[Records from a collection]
# # # # #

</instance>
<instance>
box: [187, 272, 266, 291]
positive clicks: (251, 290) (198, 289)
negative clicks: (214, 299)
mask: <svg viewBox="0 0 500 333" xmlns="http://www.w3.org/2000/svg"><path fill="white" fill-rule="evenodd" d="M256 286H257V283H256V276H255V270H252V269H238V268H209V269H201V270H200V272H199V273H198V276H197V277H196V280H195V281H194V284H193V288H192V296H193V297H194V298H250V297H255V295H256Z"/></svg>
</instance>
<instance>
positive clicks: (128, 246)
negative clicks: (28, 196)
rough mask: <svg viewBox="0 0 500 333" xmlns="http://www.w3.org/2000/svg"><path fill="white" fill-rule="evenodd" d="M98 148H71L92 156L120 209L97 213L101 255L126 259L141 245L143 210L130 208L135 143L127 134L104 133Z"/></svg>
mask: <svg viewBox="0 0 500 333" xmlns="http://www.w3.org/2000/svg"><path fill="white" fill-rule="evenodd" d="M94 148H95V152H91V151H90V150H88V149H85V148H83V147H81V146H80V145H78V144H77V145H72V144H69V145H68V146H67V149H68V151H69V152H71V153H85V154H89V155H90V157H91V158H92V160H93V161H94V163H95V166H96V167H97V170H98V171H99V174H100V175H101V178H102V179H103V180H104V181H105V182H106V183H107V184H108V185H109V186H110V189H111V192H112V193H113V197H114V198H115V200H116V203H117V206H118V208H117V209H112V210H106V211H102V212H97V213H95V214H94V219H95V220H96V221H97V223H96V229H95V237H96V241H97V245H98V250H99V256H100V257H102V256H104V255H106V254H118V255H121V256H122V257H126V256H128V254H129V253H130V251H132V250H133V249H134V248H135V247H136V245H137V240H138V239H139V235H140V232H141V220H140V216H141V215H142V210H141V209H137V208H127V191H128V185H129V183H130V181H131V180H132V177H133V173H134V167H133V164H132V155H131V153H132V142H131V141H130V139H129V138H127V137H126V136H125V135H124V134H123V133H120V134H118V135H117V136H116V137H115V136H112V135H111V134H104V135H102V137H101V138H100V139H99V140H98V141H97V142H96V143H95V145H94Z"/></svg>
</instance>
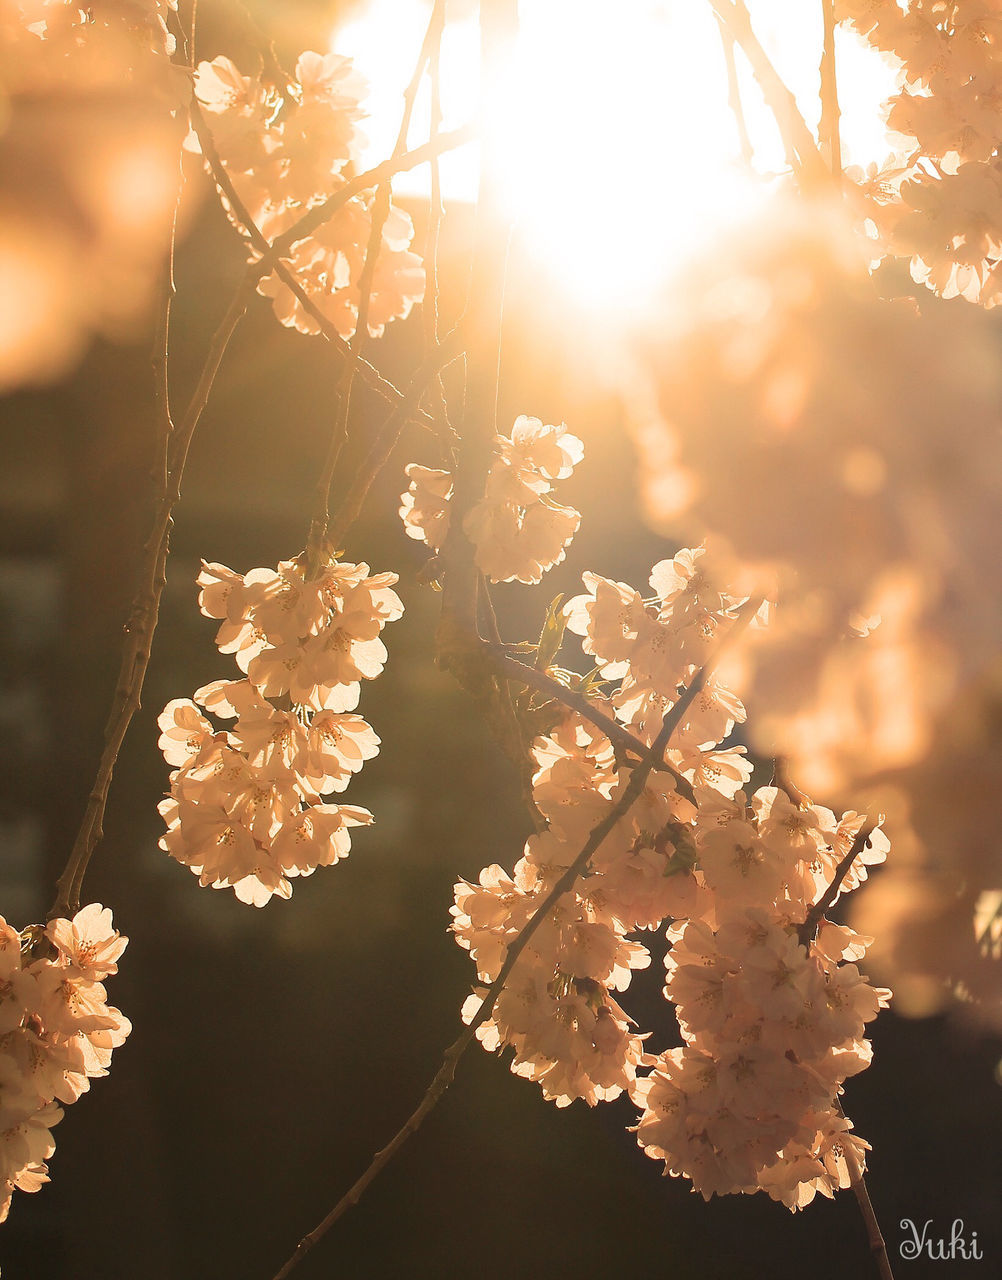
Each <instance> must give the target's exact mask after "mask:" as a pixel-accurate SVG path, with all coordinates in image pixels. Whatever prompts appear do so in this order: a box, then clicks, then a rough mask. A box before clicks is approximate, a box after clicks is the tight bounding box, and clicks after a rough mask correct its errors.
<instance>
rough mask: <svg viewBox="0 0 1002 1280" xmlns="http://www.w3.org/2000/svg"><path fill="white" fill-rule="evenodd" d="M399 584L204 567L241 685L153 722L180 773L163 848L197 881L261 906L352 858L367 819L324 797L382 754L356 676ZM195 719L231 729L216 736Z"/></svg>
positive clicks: (371, 655) (253, 570)
mask: <svg viewBox="0 0 1002 1280" xmlns="http://www.w3.org/2000/svg"><path fill="white" fill-rule="evenodd" d="M395 581H397V575H395V573H376V575H372V576H371V577H370V576H369V566H367V564H351V563H347V562H339V561H337V559H334V558H331V559H330V561H329V562H328V563H326V564H322V566H321V567H320V570H319V571H317V573H316V575H315V576H307V572H306V563H305V558H302V559H292V561H283V562H282V563H280V564H279V566H278V570H270V568H256V570H251V572H250V573H246V575H244V576H243V577H242V576H241V575H239V573H234V572H233V571H232V570H229V568H227V567H225V566H223V564H203V567H202V572H201V573H200V575H198V584H200V586H201V589H202V590H201V594H200V598H198V602H200V605H201V609H202V613H205V614H206V616H207V617H211V618H219V620H221V626H220V628H219V632H218V635H216V644H218V646H219V649H220V652H221V653H232V654H233V655H234V658H235V660H237V664H238V667H239V668H241V671H242V672H243V673H244V678H243V680H216V681H214V682H212V684H211V685H206V686H205V687H202V689H200V690H197V691H196V694H195V701H191V700H188V699H175V700H173V701H170V703H168V705H166V708H165V709H164V712H163V713H161V716H160V722H159V723H160V728H161V730H163V733H161V737H160V748H161V750H163V753H164V758H165V759H166V762H168V763H169V764H173V765H175V769H174V772H173V773H171V774H170V796H169V797H168V799H165V800H164V801H161V804H160V813H161V814H163V815H164V818H165V820H166V823H168V831H166V835H165V836H164V837H163V840H161V841H160V845H161V847H163V849H165V850H166V851H168V852H169V854H170V855H171V856H173V858H175V859H177V860H178V861H179V863H183V864H184V865H186V867H189V868H191V870H192V872H193V873H195V874H196V876H198V878H200V881H201V883H202V884H203V886H205V884H211V886H212V887H214V888H232V890H233V892H234V893H235V896H237V897H238V899H241V901H243V902H252V904H253V905H255V906H264V904H265V902H267V901H269V900H270V899H271V896H273V895H278V896H279V897H289V896H290V895H292V886H290V883H289V878H290V877H296V876H310V874H312V872H314V870H316V868H317V867H330V865H333V864H334V863H337V861H339V860H340V859H342V858H346V856H347V855H348V850H349V847H351V837H349V833H348V828H349V827H356V826H360V824H369V823H370V822H371V820H372V815H371V814H370V813H369V812H367V810H366V809H360V808H357V806H354V805H343V804H335V803H330V801H328V803H324V799H322V797H324V796H328V795H330V794H339V792H343V791H344V790H346V787H347V786H348V782H349V781H351V777H352V774H354V773H357V772H358V771H360V769H361V767H362V764H363V763H365V762H366V760H369V759H371V758H372V756H374V755H375V754H376V753H378V750H379V739H378V737H376V735H375V733H374V732H372V730H371V728H370V727H369V724H366V722H365V721H363V719H362V718H361V716H356V714H353V713H354V709H356V707H357V705H358V694H360V689H361V681H362V680H371V678H372V677H374V676H378V675H379V673H380V672H381V671H383V664H384V663H385V659H386V649H385V645H384V644H383V641H381V640H380V635H379V634H380V631H381V630H383V627H384V626H385V623H386V622H392V621H394V618H398V617H399V616H401V613H402V612H403V605H402V604H401V602H399V598H398V596H397V594H395V591H393V584H394V582H395ZM278 703H282V705H278ZM200 708H201V709H200ZM203 710H205V712H209V713H211V714H214V716H218V717H221V718H224V719H235V723H234V726H233V728H230V730H221V731H220V730H218V728H216V727H215V726H214V724H212V722H211V721H209V719H207V718H206V716H205V714H202V712H203Z"/></svg>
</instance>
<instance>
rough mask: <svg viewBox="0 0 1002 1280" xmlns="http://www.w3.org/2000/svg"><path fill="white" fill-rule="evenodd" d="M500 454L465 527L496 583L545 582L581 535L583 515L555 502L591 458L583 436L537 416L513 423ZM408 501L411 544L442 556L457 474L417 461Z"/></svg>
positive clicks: (495, 461) (468, 514)
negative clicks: (576, 534) (419, 545)
mask: <svg viewBox="0 0 1002 1280" xmlns="http://www.w3.org/2000/svg"><path fill="white" fill-rule="evenodd" d="M495 449H497V452H495V456H494V461H493V465H491V467H490V472H489V475H488V483H486V489H485V493H484V497H482V498H481V499H480V502H477V503H476V506H475V507H473V508H472V509H471V511H470V512H468V513H467V516H466V520H465V522H463V529H465V531H466V534H467V536H468V538H470V540H471V541H472V543H473V545H475V548H476V563H477V566H479V568H480V570H481V571H482V572H484V573H485V575H486V576H488V577H489V579H490V581H491V582H516V581H518V582H526V584H532V582H539V581H541V579H543V575H544V573H545V572H546V570H549V568H553V566H554V564H559V563H561V561H562V559H563V558H564V556H566V548H567V547H568V545H569V543H571V540H572V538H573V536H575V534H576V532H577V527H578V525H580V524H581V513H580V512H577V511H575V508H573V507H563V506H561V504H559V503H558V502H554V499H553V498H552V497H550V494H552V492H553V483H554V481H555V480H566V479H567V476H569V475H571V472H572V471H573V468H575V466H576V465H577V463H578V462H580V461H581V458H582V457H584V454H585V447H584V445H582V443H581V440H578V439H577V436H576V435H571V433H569V431H567V430H564V428H563V425H561V426H544V424H543V422H541V421H540V420H539V419H537V417H526V416H525V415H522V416H520V417H517V419H516V420H514V426H513V428H512V434H511V436H508V435H498V436H497V438H495ZM406 474H407V479H408V480H410V481H411V484H410V486H408V489H407V493H404V494H402V495H401V518H402V520H403V525H404V529H406V530H407V534H408V536H410V538H415V539H417V540H418V541H424V543H426V544H427V545H429V547H430V548H431V549H433V550H439V549H440V548H441V545H443V543H444V541H445V535H447V534H448V531H449V498H450V497H452V485H453V480H452V472H450V471H436V470H433V468H431V467H424V466H420V465H418V463H416V462H412V463H411V465H410V466H408V467H406Z"/></svg>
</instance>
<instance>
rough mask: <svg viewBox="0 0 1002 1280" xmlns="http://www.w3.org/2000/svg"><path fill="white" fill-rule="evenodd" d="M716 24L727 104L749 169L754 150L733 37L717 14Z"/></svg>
mask: <svg viewBox="0 0 1002 1280" xmlns="http://www.w3.org/2000/svg"><path fill="white" fill-rule="evenodd" d="M717 24H718V27H719V29H720V47H722V49H723V55H724V69H726V72H727V105H728V106H729V108H731V115H733V118H735V127H736V129H737V141H738V146H740V147H741V159H742V160H744V161H745V165H746V168H749V169H750V168H751V165H752V161H754V159H755V151H754V148H752V146H751V137H750V134H749V125H747V120H746V119H745V109H744V106H742V104H741V86H740V84H738V81H737V61H736V59H735V37H733V35H732V33H731V31H729V29H728V28H727V26H726V24H724V22H723V20H722V19H720V15H719V14H717Z"/></svg>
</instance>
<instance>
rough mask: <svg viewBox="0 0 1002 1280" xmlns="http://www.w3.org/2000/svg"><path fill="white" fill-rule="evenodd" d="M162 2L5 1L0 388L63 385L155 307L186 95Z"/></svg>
mask: <svg viewBox="0 0 1002 1280" xmlns="http://www.w3.org/2000/svg"><path fill="white" fill-rule="evenodd" d="M175 8H177V4H173V3H171V4H168V3H164V0H133V3H129V4H123V3H120V0H95V3H92V4H86V5H84V4H72V3H67V0H0V86H3V90H1V95H3V119H1V120H0V278H1V279H3V282H4V288H3V296H0V388H3V389H8V388H10V387H14V385H17V384H19V383H23V381H40V380H45V379H50V378H56V376H59V375H60V374H63V372H64V371H65V370H68V369H69V366H70V365H72V364H73V361H74V360H76V358H77V357H78V356H79V355H81V352H82V349H83V346H84V343H86V342H87V339H88V338H90V335H91V334H92V333H95V332H99V333H104V334H107V335H110V337H113V338H114V337H120V335H123V334H125V333H128V332H129V330H131V328H132V326H133V325H134V323H136V320H137V319H138V317H139V316H141V315H142V312H143V310H145V308H146V307H147V305H148V302H150V298H151V297H152V293H154V289H155V285H156V280H157V275H159V271H160V269H161V264H163V259H164V255H165V252H166V246H168V239H169V233H170V220H171V212H173V209H174V204H175V200H177V193H178V155H179V147H180V141H182V137H183V128H182V125H180V123H179V122H180V115H182V113H183V108H184V104H186V102H187V100H188V97H189V95H191V82H189V78H188V77H186V72H184V69H183V68H179V67H174V65H173V64H171V61H170V54H171V52H173V47H174V41H173V37H171V36H170V35H169V32H168V26H166V23H168V18H169V15H170V12H171V10H173V9H175Z"/></svg>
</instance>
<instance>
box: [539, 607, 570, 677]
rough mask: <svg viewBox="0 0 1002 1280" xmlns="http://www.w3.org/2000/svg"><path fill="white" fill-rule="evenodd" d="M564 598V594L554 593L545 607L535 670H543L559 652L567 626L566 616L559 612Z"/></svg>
mask: <svg viewBox="0 0 1002 1280" xmlns="http://www.w3.org/2000/svg"><path fill="white" fill-rule="evenodd" d="M564 599H566V596H564V595H555V596H554V598H553V599H552V600H550V603H549V608H548V609H546V617H545V618H544V621H543V630H541V631H540V634H539V645H537V646H536V671H545V669H546V668H548V667H549V666H550V664H552V663H553V659H554V658H555V657H557V654H558V653H559V652H561V645H562V644H563V634H564V630H566V628H567V618H564V616H563V613H562V612H561V608H562V605H563V602H564Z"/></svg>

# # # # #

_Directions for this task_
How many lines of the material contain the string "positive"? Give only the number.

_Response to this task_
4